But the language was hardly fostered by the Spanish Empire. In 1770, King Carlos III of Spain issued a decree that prohibited the use of Indigenous languages in his colonies.
And even after independence in 1811, Paraguayans had a complex relationship with their country’s tongues. In 1967, the National Constitution recognized Guaraní and Spanish as national languages. However, the Indigenous language was still excluded from certain official realms, such as in judicial and administrative contexts. Some Paraguayans today still remember being forced to kneel on salt grains and maize for hours as a punishment for speaking Guaraní at school.
In more recent decades, the Paraguayan government has tried to restore pride in the Indigenous language that is spoken by so many in the country. To further promote the use of Guaraní, the government created the Languages Law in 2010, which, among other stipulations, requires that all public officials learn Guaraní and that children start school in their first language, as opposed to forcing all students to speak Spanish.
However, Galeano says, such efforts are still not enough. Monolingual Guaraní children still struggle at Spanish-only schools, and Guaraní speakers still find it difficult to access public services in their language. “Guaraní has been stigmatized … since the beginning of contact,” Gynan says. He describes it as “the underdog language.”

(Stored data entries)
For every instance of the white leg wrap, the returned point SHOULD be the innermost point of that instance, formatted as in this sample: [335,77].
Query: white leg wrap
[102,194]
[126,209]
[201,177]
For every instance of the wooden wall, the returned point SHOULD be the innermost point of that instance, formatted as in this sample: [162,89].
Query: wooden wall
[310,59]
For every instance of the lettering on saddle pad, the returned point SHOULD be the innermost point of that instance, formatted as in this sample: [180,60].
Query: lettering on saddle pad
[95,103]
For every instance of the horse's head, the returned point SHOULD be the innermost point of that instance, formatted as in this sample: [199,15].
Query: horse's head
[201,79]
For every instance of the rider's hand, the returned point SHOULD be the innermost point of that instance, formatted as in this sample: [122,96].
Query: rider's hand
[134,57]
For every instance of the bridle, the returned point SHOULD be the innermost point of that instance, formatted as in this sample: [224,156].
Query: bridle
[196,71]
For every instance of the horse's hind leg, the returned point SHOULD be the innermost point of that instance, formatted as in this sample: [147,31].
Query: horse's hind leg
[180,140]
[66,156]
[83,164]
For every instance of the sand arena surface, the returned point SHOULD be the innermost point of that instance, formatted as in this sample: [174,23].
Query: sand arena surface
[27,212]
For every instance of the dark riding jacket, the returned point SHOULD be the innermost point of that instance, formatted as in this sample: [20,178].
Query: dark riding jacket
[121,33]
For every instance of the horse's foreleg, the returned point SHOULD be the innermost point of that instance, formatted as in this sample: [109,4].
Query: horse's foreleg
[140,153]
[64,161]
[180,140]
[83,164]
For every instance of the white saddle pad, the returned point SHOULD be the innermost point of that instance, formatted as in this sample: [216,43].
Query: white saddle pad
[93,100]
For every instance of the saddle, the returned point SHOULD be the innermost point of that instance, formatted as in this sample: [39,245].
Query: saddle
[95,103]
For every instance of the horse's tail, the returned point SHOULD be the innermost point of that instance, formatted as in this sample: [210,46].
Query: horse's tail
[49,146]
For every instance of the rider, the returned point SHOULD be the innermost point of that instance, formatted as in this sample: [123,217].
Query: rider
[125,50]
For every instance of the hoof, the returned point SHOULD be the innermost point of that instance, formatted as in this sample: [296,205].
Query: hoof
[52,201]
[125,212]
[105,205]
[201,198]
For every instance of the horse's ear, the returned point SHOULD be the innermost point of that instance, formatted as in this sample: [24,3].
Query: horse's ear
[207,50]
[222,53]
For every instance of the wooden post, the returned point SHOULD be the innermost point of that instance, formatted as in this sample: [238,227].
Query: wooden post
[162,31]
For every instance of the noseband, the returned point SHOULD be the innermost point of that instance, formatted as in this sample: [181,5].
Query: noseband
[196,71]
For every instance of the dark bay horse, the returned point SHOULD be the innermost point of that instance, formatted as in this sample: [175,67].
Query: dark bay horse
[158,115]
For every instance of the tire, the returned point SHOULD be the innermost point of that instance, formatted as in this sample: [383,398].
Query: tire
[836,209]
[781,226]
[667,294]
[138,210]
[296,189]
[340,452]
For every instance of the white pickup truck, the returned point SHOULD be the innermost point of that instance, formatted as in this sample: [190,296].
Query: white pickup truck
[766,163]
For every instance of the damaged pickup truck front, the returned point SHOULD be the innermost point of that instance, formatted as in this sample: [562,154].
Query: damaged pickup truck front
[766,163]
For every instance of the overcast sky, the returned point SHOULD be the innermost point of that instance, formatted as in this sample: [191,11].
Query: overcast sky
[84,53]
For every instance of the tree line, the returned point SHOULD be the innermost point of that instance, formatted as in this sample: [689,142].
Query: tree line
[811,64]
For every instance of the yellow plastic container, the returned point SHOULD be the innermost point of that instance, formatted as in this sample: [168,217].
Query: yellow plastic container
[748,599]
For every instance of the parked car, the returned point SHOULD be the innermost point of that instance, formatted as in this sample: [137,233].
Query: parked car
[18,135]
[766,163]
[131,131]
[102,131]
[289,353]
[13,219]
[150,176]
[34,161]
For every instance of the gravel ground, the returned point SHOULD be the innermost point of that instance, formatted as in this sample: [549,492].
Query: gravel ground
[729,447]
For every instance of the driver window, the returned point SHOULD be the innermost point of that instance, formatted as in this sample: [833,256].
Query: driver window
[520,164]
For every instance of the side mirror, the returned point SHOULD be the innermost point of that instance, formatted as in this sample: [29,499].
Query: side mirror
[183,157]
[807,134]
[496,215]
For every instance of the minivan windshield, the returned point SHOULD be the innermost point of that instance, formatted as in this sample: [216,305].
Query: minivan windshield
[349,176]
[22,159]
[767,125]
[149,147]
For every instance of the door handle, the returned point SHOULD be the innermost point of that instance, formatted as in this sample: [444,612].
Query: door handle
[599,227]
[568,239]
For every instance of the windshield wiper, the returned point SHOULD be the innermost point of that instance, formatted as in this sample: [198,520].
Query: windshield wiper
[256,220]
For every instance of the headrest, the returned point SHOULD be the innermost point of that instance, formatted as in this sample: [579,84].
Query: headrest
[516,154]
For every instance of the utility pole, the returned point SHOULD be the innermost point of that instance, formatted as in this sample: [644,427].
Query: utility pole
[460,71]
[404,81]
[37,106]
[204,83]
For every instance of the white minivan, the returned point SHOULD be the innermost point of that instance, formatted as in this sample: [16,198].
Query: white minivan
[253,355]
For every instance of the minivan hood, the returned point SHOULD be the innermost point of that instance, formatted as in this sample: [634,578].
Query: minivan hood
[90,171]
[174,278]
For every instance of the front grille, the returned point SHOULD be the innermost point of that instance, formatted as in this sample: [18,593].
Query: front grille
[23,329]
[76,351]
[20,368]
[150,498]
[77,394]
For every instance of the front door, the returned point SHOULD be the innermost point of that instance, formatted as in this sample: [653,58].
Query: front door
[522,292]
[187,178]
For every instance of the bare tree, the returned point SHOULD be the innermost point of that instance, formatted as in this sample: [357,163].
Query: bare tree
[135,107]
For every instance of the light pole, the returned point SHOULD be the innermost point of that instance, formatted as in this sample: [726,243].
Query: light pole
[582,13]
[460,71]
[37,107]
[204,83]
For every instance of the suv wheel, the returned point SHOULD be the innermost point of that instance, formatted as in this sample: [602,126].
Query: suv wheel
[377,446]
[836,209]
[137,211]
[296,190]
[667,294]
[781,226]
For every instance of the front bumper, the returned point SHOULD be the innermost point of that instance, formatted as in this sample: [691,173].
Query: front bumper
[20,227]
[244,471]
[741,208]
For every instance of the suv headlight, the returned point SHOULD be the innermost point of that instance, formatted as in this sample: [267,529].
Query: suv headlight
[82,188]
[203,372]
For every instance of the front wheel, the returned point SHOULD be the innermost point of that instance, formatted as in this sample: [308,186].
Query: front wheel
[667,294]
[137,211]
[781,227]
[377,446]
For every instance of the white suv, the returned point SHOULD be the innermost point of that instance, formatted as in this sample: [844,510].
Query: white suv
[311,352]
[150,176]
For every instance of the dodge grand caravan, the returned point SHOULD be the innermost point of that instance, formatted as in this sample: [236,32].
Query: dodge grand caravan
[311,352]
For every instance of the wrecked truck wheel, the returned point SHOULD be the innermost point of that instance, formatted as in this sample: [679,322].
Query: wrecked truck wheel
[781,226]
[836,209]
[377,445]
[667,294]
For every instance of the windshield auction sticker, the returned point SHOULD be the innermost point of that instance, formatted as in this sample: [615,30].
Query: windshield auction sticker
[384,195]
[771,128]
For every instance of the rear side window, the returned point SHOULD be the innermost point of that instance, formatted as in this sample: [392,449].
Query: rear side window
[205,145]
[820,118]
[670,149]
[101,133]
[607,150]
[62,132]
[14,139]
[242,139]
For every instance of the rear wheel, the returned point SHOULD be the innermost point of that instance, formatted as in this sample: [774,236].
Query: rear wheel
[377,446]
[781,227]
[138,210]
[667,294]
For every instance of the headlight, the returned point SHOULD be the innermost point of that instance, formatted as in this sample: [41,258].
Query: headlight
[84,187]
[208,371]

* _Brief 1_:
Print the portion of the passage on Guaraní that opens with the words containing "And even after" and closes with "to speak Spanish.".
* _Brief 2_:
List every year given as a number in the passage on Guaraní.
None of these lines relate to the passage on Guaraní.

* _Answer section 1_:
And even after independence in 1811, Paraguayans had a complex relationship with their country’s tongues. In 1967, the National Constitution recognized Guaraní and Spanish as national languages. However, the Indigenous language was still excluded from certain official realms, such as in judicial and administrative contexts. Some Paraguayans today still remember being forced to kneel on salt grains and maize for hours as a punishment for speaking Guaraní at school.
In more recent decades, the Paraguayan government has tried to restore pride in the Indigenous language that is spoken by so many in the country. To further promote the use of Guaraní, the government created the Languages Law in 2010, which, among other stipulations, requires that all public officials learn Guaraní and that children start school in their first language, as opposed to forcing all students to speak Spanish.

* _Answer section 2_:
1770, 1811, 1967, 2010